Go through the records that follow and copy out every line in which the word "below" appears.

» ENTRIES PROVIDED
* Start *

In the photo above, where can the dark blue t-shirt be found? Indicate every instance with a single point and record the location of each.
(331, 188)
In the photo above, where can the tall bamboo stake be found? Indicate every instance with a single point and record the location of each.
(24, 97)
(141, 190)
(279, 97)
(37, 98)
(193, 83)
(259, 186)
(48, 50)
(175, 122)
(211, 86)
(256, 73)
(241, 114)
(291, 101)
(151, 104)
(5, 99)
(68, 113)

* End *
* Start *

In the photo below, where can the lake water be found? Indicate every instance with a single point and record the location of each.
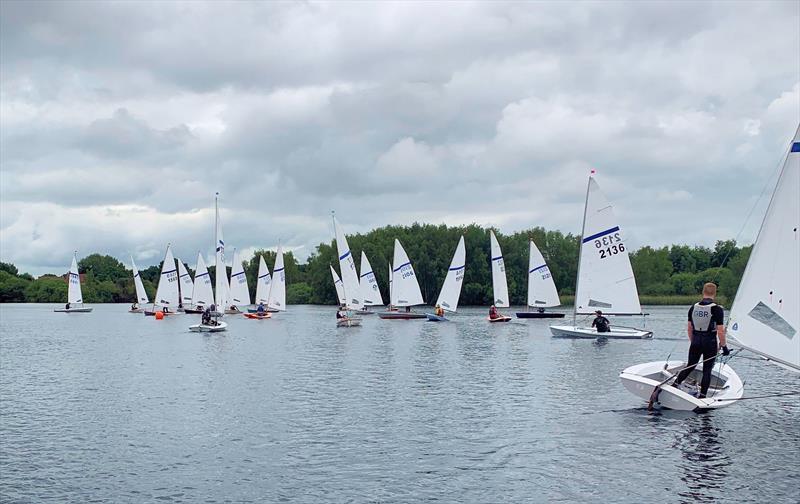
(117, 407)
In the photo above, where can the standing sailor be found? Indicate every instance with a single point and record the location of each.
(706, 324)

* End *
* Start *

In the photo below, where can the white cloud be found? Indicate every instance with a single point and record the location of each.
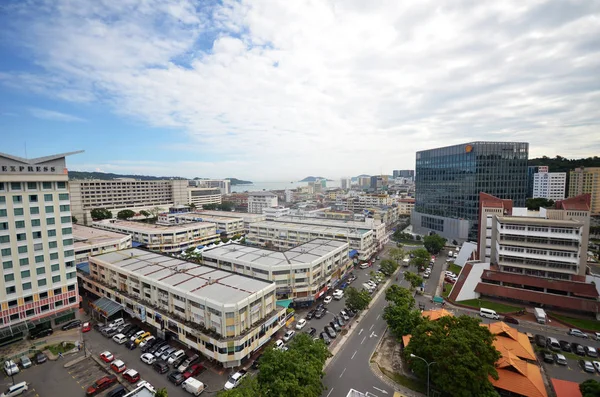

* End *

» RESPONSE TO THE TASK
In the photo below, where can the lake water be found? Indicate every instance with a single point and record the location of each.
In the photo below, where can the white cloud be found? Indicate every instance with a single point and record the location of each.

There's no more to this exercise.